[Dataset excerpts on object pointing]
━━━━━━━━

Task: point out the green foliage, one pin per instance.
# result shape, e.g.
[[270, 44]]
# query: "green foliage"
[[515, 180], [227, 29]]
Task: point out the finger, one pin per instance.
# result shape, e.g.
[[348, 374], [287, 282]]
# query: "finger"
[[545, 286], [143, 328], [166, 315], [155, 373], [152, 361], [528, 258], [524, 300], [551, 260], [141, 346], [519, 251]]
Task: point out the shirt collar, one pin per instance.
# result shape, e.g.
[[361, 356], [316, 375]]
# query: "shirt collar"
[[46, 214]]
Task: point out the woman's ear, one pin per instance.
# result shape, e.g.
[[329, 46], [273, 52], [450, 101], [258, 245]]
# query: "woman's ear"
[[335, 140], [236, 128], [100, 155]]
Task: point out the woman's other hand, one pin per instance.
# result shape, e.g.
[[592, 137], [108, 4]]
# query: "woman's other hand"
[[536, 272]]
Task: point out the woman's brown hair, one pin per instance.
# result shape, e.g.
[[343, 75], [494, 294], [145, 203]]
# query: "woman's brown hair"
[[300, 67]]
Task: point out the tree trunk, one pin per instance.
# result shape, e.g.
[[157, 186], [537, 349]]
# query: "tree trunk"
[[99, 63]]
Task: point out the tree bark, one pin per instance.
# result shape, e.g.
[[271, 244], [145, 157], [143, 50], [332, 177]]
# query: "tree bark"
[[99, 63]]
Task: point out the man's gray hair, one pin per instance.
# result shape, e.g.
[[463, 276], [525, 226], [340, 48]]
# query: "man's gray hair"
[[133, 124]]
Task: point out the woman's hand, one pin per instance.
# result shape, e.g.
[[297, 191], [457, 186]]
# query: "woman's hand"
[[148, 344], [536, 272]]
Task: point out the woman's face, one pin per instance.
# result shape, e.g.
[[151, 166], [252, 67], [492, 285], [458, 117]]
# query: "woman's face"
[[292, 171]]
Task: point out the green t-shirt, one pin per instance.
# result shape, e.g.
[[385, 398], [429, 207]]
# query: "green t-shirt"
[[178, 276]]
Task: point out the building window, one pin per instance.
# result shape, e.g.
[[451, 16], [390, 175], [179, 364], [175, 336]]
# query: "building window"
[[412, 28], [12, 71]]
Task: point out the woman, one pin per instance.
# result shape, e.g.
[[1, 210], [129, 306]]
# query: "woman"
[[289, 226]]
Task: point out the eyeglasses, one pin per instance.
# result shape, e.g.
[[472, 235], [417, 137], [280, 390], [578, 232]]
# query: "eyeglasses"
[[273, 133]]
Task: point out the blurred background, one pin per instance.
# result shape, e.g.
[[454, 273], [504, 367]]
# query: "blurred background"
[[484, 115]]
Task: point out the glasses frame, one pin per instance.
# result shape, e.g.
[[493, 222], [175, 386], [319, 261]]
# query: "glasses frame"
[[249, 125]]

━━━━━━━━

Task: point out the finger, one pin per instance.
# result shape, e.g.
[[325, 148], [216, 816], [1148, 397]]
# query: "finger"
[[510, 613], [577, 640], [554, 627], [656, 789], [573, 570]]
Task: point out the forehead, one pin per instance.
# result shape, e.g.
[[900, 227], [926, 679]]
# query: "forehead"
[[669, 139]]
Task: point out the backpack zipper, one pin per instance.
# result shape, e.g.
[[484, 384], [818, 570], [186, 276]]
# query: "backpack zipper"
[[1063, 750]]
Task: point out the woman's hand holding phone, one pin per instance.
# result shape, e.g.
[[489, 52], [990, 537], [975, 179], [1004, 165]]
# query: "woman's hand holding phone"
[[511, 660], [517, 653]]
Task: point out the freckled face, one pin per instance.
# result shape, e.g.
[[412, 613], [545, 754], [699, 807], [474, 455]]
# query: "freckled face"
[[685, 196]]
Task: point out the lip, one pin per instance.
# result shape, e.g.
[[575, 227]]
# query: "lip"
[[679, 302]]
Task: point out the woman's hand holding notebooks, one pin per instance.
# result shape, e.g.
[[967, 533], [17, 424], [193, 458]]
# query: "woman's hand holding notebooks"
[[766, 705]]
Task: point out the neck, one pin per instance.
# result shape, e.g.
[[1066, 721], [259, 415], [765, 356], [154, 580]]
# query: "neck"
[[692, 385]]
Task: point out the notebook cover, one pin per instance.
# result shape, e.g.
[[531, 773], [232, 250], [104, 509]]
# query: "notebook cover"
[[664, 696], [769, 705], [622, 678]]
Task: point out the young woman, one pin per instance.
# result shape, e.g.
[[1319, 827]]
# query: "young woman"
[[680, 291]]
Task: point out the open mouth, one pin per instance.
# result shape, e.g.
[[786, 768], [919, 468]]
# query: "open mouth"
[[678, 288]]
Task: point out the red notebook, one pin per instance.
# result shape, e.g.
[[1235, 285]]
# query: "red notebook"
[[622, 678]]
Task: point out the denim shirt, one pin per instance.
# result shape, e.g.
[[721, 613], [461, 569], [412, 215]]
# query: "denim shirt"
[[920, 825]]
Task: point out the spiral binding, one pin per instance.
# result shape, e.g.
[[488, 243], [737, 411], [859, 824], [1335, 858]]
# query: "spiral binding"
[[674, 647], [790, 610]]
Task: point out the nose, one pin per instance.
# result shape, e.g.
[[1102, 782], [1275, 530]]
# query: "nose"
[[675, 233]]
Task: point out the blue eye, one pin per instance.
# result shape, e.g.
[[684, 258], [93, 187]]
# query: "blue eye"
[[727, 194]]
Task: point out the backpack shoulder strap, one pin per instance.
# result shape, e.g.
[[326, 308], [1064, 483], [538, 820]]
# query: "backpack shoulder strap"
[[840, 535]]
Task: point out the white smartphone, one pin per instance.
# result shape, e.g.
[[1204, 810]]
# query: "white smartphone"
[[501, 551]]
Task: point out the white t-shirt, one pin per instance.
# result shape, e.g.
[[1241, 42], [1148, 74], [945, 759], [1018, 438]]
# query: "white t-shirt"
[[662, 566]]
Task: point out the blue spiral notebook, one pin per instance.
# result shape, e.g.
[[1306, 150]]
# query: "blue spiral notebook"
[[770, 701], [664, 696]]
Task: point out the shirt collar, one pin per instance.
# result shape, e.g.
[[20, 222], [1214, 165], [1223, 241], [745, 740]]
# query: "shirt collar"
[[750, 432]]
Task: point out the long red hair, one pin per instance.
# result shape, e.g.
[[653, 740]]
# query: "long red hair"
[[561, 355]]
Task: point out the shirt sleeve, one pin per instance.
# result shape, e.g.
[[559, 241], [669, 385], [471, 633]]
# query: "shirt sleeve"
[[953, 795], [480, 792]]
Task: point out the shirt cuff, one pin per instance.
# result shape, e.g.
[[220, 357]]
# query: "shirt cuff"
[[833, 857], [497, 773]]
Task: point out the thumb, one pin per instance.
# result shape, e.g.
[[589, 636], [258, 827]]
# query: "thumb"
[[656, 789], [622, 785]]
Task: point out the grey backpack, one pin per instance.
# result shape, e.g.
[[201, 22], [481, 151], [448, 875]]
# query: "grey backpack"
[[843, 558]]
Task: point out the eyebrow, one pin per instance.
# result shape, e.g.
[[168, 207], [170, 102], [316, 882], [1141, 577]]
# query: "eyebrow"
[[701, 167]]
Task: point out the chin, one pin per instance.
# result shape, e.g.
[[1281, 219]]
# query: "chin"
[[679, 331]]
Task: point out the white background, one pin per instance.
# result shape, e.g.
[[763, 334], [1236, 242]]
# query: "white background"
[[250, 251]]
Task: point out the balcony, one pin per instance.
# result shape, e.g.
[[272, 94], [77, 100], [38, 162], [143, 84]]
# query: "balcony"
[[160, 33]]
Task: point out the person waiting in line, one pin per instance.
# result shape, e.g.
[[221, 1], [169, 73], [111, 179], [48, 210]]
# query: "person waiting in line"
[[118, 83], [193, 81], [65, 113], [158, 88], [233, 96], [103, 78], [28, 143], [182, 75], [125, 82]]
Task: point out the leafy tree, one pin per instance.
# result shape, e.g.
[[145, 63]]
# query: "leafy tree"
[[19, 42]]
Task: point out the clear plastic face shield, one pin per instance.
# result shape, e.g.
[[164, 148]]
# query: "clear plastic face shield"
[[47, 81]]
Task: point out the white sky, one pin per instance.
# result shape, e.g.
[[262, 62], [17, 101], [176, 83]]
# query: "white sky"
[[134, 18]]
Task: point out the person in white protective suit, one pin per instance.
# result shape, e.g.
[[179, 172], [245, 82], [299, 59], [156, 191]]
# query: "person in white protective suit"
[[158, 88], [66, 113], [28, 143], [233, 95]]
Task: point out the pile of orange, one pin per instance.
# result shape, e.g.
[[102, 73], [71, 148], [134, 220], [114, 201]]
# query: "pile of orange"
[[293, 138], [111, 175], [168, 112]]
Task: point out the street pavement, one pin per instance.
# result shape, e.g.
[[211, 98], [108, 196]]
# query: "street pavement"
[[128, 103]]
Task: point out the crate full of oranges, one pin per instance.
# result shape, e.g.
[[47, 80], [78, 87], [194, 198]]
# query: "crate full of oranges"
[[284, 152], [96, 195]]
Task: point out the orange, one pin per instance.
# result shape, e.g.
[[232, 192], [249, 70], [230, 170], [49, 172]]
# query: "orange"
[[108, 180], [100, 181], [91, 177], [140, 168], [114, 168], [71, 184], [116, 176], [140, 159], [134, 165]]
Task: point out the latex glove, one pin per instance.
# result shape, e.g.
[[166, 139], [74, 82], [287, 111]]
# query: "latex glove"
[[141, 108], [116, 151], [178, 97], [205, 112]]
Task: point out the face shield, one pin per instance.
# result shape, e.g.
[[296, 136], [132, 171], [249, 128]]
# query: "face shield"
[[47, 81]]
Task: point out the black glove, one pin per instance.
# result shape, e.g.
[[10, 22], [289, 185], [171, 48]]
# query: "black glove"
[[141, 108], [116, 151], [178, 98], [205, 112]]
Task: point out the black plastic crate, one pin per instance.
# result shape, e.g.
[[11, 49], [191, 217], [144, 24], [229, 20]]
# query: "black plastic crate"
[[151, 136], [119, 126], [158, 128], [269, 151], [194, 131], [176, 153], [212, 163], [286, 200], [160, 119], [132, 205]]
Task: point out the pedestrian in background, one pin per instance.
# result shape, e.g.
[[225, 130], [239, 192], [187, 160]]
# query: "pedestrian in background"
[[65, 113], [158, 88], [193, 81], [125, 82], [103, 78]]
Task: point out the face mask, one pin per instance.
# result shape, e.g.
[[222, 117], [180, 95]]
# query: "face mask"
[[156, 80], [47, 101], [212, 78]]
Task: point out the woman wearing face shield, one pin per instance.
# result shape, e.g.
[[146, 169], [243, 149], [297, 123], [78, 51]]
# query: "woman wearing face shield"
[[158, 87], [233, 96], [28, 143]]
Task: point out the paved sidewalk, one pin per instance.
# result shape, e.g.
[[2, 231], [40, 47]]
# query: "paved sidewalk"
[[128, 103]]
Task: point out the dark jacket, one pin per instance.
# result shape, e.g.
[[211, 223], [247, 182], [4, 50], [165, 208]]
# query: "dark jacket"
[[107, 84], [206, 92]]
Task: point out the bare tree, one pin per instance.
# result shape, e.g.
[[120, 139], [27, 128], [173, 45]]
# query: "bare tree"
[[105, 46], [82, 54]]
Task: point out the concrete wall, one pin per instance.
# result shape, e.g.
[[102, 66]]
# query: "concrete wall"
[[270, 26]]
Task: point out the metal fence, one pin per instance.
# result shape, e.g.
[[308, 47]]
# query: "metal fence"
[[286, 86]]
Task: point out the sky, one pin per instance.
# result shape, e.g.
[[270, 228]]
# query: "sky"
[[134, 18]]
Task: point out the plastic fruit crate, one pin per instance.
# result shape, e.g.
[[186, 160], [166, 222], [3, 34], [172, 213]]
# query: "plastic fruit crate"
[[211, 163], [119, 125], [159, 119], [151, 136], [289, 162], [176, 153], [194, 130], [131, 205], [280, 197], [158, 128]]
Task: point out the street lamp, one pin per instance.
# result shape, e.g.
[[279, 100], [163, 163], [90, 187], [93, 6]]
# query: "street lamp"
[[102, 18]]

━━━━━━━━

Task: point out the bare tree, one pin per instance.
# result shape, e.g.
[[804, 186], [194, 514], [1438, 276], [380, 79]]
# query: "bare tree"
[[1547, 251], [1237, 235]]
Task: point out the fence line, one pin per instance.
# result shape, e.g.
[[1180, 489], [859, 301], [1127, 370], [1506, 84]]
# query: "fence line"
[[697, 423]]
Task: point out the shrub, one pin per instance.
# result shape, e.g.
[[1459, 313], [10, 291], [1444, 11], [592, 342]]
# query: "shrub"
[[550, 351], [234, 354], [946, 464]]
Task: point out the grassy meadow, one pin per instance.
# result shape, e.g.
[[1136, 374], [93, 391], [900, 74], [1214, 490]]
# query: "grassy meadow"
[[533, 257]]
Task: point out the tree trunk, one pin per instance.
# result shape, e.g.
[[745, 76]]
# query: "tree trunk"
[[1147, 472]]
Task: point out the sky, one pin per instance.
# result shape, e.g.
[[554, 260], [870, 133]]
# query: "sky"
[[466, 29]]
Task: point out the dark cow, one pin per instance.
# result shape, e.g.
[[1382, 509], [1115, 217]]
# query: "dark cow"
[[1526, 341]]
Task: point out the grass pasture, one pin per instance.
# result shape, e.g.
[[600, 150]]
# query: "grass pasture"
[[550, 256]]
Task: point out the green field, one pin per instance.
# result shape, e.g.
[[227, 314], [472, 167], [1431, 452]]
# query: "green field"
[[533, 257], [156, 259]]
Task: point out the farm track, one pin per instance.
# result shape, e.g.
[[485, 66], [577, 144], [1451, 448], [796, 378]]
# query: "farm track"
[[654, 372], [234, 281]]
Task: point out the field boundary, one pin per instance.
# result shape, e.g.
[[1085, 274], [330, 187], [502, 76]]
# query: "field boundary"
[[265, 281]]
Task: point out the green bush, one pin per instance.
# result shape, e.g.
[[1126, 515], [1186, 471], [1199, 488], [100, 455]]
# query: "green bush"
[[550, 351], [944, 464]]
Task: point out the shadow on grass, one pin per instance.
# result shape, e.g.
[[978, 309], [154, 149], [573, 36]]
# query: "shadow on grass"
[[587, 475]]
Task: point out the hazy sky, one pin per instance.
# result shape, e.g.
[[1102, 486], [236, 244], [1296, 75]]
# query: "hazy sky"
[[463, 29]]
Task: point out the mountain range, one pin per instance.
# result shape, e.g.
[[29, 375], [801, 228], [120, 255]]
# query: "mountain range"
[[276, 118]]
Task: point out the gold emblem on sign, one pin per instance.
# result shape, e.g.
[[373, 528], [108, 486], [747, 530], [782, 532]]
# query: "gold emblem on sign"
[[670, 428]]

━━━━━━━━

**Requirement**:
Edit the records from the line containing "Task: point out the street lamp, one" through the line containing "[[102, 18]]" so that "street lamp" becomes "lamp post", keeping all else unchanged, and give back only those lines.

**The answer**:
Task: point out the lamp post, one pin per instance.
# result shape, e.g.
[[279, 100], [163, 163], [90, 187], [93, 6]]
# query: "lamp post"
[[102, 18]]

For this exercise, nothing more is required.